Reproduce the lines of data below, starting from the line with "Can you find the shirt collar?" up to and including the line with "<point>479,572</point>".

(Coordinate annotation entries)
════════════════
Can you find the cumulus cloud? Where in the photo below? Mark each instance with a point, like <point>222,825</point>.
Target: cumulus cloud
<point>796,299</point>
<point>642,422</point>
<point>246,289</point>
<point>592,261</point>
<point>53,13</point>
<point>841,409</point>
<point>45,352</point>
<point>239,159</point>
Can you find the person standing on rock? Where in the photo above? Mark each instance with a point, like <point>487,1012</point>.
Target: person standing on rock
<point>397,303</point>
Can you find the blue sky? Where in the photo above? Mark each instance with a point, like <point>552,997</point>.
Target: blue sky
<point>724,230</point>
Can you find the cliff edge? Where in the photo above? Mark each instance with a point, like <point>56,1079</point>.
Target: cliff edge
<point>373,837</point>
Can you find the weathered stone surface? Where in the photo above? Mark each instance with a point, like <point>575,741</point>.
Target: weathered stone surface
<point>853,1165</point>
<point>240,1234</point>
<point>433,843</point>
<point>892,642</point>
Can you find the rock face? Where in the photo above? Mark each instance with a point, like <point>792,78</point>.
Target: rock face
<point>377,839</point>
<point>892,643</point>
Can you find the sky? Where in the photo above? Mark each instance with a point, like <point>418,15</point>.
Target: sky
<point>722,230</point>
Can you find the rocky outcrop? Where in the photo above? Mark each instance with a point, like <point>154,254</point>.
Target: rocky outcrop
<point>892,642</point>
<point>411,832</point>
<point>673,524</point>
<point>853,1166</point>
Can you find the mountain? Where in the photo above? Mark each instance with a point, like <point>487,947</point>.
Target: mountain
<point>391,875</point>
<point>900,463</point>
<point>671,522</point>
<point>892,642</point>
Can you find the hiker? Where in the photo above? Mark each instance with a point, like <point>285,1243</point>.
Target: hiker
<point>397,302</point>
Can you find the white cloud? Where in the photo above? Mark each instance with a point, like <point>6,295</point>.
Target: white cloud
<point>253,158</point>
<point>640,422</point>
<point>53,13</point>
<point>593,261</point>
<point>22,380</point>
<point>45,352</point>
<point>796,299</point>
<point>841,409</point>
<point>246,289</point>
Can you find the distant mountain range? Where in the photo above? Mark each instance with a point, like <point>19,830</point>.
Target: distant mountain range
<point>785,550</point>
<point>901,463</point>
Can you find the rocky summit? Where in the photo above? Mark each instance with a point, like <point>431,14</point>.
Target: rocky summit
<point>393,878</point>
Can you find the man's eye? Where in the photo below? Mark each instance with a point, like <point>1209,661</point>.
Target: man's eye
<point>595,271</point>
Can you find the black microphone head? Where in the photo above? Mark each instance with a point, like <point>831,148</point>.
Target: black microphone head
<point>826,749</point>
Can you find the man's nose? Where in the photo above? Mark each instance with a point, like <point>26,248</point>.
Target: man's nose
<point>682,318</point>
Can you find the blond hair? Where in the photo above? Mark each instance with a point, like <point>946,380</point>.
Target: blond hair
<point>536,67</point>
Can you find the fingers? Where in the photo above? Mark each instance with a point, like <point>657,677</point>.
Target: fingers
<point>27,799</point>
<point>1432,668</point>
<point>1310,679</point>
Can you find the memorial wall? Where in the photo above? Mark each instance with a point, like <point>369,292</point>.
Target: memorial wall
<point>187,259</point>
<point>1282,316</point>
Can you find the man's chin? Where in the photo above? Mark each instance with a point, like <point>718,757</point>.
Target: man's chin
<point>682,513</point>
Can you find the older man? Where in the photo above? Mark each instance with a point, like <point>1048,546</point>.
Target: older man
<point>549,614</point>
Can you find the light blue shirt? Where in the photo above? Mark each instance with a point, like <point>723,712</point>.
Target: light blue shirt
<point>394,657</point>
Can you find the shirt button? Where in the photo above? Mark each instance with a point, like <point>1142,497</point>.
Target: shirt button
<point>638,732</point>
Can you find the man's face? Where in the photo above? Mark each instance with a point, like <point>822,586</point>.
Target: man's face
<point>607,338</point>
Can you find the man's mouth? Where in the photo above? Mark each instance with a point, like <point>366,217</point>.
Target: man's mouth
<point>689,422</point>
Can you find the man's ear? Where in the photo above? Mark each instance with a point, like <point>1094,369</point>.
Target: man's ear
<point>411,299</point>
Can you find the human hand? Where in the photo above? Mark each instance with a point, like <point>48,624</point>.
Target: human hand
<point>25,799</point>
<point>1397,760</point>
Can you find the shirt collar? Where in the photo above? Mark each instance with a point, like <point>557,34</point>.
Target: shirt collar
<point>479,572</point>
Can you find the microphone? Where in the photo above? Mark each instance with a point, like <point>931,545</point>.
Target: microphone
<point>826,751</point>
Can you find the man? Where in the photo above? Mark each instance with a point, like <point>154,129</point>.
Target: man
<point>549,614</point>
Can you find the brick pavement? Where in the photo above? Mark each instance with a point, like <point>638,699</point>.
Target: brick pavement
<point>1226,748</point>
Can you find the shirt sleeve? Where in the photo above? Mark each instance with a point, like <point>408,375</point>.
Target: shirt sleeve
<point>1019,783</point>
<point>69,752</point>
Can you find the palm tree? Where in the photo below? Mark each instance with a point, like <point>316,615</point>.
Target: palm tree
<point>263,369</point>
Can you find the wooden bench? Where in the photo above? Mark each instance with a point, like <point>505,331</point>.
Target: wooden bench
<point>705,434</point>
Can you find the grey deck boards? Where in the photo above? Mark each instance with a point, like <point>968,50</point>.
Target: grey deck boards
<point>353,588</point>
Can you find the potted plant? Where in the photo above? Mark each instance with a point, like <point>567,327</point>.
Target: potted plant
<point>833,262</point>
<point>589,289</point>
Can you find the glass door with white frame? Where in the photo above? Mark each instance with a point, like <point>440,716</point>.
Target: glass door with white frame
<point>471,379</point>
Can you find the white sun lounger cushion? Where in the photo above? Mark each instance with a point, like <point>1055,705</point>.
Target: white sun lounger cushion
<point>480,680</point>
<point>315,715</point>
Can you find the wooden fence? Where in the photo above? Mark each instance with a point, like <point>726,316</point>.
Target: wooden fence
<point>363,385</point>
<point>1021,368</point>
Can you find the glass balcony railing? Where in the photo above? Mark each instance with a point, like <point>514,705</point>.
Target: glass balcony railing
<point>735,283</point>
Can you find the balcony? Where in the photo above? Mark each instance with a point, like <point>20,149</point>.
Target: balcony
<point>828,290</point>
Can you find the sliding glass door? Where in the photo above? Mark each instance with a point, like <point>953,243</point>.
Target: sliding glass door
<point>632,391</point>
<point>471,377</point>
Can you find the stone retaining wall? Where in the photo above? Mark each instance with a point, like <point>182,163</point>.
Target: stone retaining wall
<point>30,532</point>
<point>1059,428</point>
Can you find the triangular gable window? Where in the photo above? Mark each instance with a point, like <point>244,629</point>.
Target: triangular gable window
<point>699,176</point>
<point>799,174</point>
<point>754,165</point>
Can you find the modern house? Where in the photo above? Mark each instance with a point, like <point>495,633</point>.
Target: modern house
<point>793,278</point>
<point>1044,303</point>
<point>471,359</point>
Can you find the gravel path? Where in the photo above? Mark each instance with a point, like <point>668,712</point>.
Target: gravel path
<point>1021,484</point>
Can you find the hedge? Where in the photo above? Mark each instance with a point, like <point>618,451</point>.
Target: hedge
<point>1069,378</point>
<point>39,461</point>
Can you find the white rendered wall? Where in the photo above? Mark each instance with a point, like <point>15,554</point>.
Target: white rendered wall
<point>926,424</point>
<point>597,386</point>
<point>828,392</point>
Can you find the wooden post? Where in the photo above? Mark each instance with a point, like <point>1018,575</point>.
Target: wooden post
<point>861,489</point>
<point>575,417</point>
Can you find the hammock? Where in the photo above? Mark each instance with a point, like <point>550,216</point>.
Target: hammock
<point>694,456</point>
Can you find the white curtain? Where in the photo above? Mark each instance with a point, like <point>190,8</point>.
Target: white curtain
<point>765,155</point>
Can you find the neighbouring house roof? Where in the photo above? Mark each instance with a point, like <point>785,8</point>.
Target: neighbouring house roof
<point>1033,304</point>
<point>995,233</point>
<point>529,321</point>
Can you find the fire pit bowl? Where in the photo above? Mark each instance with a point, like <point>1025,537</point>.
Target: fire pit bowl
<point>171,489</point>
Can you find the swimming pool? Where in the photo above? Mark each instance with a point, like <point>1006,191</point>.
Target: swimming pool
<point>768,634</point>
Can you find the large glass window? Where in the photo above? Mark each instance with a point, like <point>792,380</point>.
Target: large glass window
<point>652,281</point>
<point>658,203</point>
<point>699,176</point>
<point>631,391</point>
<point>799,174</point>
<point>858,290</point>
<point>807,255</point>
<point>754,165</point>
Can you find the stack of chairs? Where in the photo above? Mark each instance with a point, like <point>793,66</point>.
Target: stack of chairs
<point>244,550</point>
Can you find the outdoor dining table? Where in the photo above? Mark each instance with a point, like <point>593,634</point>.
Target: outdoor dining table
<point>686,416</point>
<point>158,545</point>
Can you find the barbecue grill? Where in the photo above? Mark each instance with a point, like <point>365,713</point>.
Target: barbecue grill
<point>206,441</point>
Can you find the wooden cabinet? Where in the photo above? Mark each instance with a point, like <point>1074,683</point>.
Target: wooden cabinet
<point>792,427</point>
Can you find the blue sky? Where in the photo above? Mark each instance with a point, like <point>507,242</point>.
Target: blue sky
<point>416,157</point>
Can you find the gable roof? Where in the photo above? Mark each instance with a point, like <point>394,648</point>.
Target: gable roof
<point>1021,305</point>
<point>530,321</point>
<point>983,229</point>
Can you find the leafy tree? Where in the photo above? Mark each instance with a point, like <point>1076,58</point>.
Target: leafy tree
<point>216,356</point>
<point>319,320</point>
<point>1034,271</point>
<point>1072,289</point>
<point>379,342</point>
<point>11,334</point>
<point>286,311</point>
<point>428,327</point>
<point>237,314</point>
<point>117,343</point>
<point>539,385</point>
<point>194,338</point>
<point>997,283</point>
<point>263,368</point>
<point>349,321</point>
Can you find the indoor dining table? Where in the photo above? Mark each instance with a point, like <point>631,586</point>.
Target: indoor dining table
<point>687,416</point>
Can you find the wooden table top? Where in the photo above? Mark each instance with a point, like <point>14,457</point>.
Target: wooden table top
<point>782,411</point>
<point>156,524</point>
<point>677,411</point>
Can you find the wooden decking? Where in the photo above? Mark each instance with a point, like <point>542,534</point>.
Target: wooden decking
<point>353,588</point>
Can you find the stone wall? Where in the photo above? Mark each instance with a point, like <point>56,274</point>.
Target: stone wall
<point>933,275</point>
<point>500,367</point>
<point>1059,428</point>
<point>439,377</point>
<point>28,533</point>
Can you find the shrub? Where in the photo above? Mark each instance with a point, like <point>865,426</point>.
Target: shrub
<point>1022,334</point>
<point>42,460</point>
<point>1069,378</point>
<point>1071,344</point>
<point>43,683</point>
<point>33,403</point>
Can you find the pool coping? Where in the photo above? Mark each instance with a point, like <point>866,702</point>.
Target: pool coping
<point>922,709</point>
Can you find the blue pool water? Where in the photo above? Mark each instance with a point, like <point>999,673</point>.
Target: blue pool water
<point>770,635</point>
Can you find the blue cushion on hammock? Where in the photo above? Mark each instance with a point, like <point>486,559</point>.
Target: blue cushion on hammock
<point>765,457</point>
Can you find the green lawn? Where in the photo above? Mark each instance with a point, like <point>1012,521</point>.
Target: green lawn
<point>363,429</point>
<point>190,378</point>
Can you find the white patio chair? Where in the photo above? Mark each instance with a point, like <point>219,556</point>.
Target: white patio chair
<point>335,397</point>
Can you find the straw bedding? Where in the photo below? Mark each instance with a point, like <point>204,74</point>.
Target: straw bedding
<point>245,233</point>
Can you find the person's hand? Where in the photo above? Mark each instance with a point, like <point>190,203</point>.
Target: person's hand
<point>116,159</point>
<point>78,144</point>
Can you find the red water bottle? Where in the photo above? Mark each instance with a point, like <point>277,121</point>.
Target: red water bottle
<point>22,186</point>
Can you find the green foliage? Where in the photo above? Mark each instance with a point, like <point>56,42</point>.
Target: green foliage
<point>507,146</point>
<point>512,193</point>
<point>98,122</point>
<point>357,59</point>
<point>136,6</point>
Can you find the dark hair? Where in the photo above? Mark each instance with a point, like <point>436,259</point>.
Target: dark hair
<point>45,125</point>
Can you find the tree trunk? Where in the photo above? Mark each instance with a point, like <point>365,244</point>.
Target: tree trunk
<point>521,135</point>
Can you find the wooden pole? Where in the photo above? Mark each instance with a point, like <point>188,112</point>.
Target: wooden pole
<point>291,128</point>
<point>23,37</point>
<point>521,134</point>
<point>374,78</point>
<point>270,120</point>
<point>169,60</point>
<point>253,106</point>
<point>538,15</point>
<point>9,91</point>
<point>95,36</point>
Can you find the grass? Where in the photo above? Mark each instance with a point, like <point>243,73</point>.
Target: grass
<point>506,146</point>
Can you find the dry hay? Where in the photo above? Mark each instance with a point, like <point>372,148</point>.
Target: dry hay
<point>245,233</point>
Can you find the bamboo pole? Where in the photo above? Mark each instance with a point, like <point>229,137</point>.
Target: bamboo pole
════════════════
◆ **Output for this task**:
Can you find the shirt collar? Where in the photo above? Mark each instance with a point, like <point>557,34</point>.
Target: shirt collar
<point>479,572</point>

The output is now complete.